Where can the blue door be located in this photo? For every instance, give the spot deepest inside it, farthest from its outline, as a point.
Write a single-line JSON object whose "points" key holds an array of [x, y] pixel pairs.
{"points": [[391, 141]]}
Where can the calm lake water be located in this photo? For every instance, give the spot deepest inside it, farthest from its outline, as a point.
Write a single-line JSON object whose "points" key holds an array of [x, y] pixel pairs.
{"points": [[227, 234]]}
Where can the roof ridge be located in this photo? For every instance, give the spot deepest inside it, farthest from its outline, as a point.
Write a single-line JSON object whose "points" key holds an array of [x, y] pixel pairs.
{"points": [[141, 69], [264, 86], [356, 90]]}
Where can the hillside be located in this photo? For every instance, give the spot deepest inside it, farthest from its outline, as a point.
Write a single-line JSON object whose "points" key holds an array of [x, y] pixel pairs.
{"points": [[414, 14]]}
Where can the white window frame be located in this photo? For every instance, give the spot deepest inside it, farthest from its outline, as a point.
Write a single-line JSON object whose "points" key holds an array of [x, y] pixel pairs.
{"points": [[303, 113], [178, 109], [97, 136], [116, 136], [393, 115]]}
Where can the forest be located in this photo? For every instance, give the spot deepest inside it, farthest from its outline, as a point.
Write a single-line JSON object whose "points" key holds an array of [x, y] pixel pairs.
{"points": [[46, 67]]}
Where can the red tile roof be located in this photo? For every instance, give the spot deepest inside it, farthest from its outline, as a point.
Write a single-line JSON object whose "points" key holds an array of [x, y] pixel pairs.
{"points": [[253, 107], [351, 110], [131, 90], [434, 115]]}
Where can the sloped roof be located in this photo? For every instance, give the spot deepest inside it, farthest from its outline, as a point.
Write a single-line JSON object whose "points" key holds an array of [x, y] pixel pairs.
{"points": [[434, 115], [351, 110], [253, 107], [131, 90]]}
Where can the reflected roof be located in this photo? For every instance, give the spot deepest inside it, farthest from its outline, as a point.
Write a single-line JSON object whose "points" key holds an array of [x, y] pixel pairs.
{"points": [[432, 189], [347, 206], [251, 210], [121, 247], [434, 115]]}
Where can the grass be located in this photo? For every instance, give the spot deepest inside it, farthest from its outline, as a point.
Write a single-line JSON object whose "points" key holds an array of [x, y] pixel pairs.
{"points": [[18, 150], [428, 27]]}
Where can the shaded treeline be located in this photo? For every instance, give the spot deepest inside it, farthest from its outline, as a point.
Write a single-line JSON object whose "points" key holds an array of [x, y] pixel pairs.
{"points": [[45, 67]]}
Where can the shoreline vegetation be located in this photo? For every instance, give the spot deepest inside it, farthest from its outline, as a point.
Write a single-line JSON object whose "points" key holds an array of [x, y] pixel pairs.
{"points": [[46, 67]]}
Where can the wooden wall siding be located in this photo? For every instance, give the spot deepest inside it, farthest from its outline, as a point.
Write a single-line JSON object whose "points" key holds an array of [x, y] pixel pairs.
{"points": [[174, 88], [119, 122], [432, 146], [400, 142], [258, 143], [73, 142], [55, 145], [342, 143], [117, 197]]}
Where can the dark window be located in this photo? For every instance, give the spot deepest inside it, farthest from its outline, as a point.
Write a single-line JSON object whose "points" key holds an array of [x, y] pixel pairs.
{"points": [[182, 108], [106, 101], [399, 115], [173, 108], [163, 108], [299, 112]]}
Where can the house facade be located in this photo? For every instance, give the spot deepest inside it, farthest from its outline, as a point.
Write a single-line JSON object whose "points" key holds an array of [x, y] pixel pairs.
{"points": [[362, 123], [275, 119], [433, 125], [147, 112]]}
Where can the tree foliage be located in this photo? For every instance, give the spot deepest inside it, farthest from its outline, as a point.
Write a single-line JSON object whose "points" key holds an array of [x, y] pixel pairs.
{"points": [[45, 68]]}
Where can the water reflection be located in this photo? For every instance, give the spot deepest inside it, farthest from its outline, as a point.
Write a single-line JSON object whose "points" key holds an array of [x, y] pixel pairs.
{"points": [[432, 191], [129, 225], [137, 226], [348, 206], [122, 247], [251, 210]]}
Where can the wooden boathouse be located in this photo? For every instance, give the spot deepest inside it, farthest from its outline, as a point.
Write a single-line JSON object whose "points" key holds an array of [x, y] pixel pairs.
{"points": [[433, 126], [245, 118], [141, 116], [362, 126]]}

********************

What the task asks: Convert the lines from the one containing "Where can the wooden wall" through the end into a two-column CSV headed input and output. Give one row for each text and its answer, with the text in input and the answer in output, each in a single quoted field with any line breaks replaced by spaces.

Solution to this exercise:
input,output
"Where can the wooden wall siding be located in this photo? For every instance, give the spot deepest inside it, farthest from its outline, as a point. Write a single-line JSON object whose ""points"" key holds an array of [x, y] pixel pairs.","{""points"": [[174, 88], [119, 122], [432, 146], [400, 142], [258, 143], [73, 142], [55, 145], [342, 143], [117, 197]]}"
"Where can the dark window be located in this photo? For every instance, give the spot deepest inside it, farthest from its outline, as a point. Write a single-line JSON object whose ""points"" key holds an array of [x, y] pixel pairs.","{""points"": [[182, 108], [106, 101], [399, 115], [173, 108], [163, 108], [299, 112]]}"
"Where can the house facade be located in this photo? For every instance, give the spot deepest inside it, farthest from its outline, as a point. Write a single-line JSON object whose ""points"" key holds an array of [x, y] pixel pairs.","{""points"": [[362, 123], [275, 119], [433, 125], [147, 112]]}"
"Where can the tree foliage be located in this photo? For every instance, give the spot deepest inside it, farthest from its outline, as a point. Write a single-line JSON object whose ""points"" key holds an array of [x, y] pixel pairs.","{""points"": [[45, 68]]}"
"Where can the water reflection be located in this photo? For every instance, give the spot deepest inside it, farthest from its outline, as a point. Write a single-line JSON object whose ""points"" key holds an array of [x, y] pixel pairs.","{""points"": [[432, 191], [129, 225], [137, 226], [348, 206], [122, 247], [251, 210]]}"
"Where can the wooden boathouse be located in this photo? For every instance, give the spot deepest inside it, farthest from its outline, as a point. Write a single-line JSON object whose ""points"" key holds an array of [x, y] pixel pairs.","{""points"": [[433, 126], [245, 118], [141, 116], [362, 126]]}"